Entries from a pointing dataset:
▬▬▬

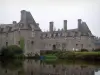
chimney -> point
(51, 26)
(79, 24)
(65, 25)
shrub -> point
(84, 50)
(97, 50)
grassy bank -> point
(74, 55)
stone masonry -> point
(35, 39)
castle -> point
(35, 40)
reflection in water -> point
(32, 67)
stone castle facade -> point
(35, 39)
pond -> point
(48, 67)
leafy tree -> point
(11, 51)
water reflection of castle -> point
(34, 68)
(31, 67)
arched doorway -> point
(54, 47)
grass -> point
(91, 56)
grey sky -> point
(45, 11)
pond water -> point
(37, 67)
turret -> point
(65, 25)
(23, 16)
(51, 26)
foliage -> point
(11, 51)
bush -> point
(97, 50)
(84, 50)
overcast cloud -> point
(44, 11)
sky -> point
(44, 11)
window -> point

▬▬▬

### WHAT IS BEING ASKED
Rewrite all of the data above with "castle" swapped for "fortress" wherever it appears, changing nothing else. Leave the pictures out of your answer.

### FINAL RESULT
chimney -> point
(51, 26)
(79, 24)
(65, 25)
shrub -> point
(84, 50)
(97, 50)
grassy bank -> point
(74, 55)
stone masonry -> point
(35, 39)
fortress -> point
(35, 40)
reflection in water -> point
(32, 67)
stone fortress facade -> point
(35, 39)
pond -> point
(48, 67)
leafy tree -> point
(11, 51)
water reflection of fortress -> point
(34, 68)
(31, 67)
arched doorway -> point
(54, 47)
grass -> point
(91, 56)
grey sky -> point
(45, 11)
pond water -> point
(37, 67)
turret -> point
(65, 25)
(23, 16)
(51, 26)
foliage -> point
(11, 51)
bush -> point
(97, 50)
(84, 50)
overcast cloud -> point
(44, 11)
sky -> point
(44, 11)
window -> point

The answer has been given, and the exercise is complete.